Collected data:
------------------------------------------------------------------------

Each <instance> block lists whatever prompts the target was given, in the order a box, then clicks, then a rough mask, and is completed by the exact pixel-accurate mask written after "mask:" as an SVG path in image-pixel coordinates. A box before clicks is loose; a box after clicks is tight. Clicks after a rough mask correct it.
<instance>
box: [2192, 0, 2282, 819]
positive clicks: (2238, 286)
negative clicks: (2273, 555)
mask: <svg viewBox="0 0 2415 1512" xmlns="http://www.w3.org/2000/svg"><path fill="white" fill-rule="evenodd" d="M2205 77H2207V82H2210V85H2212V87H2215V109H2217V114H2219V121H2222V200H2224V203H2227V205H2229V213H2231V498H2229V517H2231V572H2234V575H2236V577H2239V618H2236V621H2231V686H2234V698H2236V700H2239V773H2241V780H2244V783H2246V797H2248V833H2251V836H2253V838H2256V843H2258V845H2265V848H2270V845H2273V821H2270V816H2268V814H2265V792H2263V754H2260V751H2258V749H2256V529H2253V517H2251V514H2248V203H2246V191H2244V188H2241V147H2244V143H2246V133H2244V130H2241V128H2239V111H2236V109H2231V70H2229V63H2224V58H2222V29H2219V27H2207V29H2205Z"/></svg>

------------------------------------------------------------------------

--- Exercise prompt ---
Render all the rows above as a numbered list, omitting any blank lines.

--- Answer area ---
1. Each <instance> block lists whatever prompts the target was given, in the order a box, then clicks, then a rough mask, and is completed by the exact pixel-accurate mask written after "mask:" as an SVG path in image-pixel coordinates. A box before clicks is loose; a box after clicks is tight. Clicks after a rough mask correct it.
2. <instance>
3. box: [2192, 0, 2282, 819]
4. positive clicks: (2238, 286)
5. negative clicks: (2273, 555)
6. mask: <svg viewBox="0 0 2415 1512" xmlns="http://www.w3.org/2000/svg"><path fill="white" fill-rule="evenodd" d="M2205 77H2207V82H2210V85H2212V87H2215V109H2217V114H2219V121H2222V200H2224V203H2227V205H2229V213H2231V498H2229V517H2231V572H2234V575H2236V577H2239V618H2236V621H2231V686H2234V698H2236V700H2239V773H2241V780H2244V783H2246V797H2248V833H2251V836H2253V838H2256V843H2258V845H2265V848H2270V845H2273V821H2270V816H2268V814H2265V792H2263V754H2260V751H2258V749H2256V529H2253V517H2251V514H2248V203H2246V191H2244V188H2241V147H2244V143H2246V133H2244V130H2241V128H2239V111H2236V109H2231V70H2229V63H2224V58H2222V29H2219V27H2207V29H2205Z"/></svg>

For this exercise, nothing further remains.